▶ [WRITTEN INSTRUCTION] Reproduce the records below word for word, leaving out the pictures.

▶ [DATA FOR THE TASK]
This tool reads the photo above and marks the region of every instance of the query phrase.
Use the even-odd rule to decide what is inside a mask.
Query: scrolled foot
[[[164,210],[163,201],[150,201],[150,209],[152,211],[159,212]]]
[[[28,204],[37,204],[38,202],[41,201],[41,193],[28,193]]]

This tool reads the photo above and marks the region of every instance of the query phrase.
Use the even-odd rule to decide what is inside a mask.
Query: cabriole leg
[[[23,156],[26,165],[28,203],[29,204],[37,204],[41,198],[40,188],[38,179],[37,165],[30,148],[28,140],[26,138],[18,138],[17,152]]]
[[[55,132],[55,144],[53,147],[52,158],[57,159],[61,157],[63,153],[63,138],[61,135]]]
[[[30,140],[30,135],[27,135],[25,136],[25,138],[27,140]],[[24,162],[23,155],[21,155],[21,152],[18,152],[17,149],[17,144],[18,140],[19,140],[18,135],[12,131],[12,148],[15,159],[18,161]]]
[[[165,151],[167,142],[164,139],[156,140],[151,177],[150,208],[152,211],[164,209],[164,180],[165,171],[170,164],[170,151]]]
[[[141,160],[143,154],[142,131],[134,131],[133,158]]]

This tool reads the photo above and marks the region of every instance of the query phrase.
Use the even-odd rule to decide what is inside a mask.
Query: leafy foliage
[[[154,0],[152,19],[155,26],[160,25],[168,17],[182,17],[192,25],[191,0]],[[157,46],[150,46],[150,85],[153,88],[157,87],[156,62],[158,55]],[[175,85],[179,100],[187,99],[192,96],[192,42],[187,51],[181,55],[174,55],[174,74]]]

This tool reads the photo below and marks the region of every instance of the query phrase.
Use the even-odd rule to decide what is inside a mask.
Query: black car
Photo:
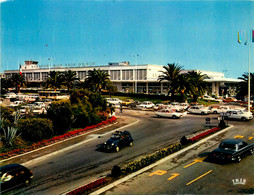
[[[129,131],[116,131],[111,138],[101,145],[102,150],[116,151],[124,146],[132,146],[133,139]]]
[[[1,192],[7,192],[19,186],[28,186],[33,173],[20,164],[10,164],[0,167]]]
[[[240,139],[225,139],[217,149],[210,153],[209,158],[221,162],[240,162],[242,157],[253,154],[253,152],[254,144],[248,144]]]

▶ [RESPONSE]
This tool reads the photo above and marks the region of every instance of the query phrase.
Use the even-odd rule to decide what is inside a mask.
Query: scrolled foot
[[[164,210],[163,201],[150,201],[150,209],[152,211],[159,212]]]
[[[28,204],[37,204],[38,202],[41,201],[41,193],[28,193]]]

This tool reads the photo above and marks the region of every instance of the query phrase.
Use the even-odd rule to decide what is inside a mask.
Query: cabriole leg
[[[23,156],[26,165],[28,203],[29,204],[37,204],[41,198],[40,188],[38,179],[37,165],[30,148],[28,140],[26,138],[18,138],[17,152]]]
[[[55,132],[55,144],[53,147],[52,158],[57,159],[61,157],[63,153],[63,138],[61,135]]]
[[[30,140],[30,135],[27,135],[25,136],[25,138],[27,140]],[[24,162],[23,155],[21,155],[21,152],[18,152],[17,149],[17,144],[18,140],[19,140],[18,135],[12,131],[12,148],[15,159],[18,161]]]
[[[165,151],[167,142],[164,139],[156,140],[151,177],[150,208],[152,211],[164,209],[164,180],[165,171],[170,164],[170,151]]]
[[[141,160],[143,154],[142,131],[134,131],[133,158]]]

This tool reads the photo above and marks the region of every instance of the query phrase.
Use the even-odd rule to decide what is inside a mask.
Query: leafy foliage
[[[154,0],[152,19],[155,26],[160,25],[168,17],[182,17],[192,25],[191,0]],[[157,46],[150,46],[150,85],[153,88],[157,87],[156,62],[158,55]],[[175,85],[179,100],[187,99],[192,96],[192,42],[187,51],[181,55],[174,55],[174,74]]]

This tool reads the photo below and marks the region of every instance of the query phrase.
Use the even-odd rule to decide what is inside a mask.
Query: black car
Photo:
[[[129,131],[116,131],[111,138],[101,145],[102,150],[116,151],[124,146],[132,146],[133,139]]]
[[[1,192],[7,192],[19,186],[28,186],[33,173],[20,164],[10,164],[0,167]]]
[[[240,139],[225,139],[217,149],[210,153],[209,158],[221,162],[240,162],[242,157],[253,154],[253,152],[254,144],[248,144]]]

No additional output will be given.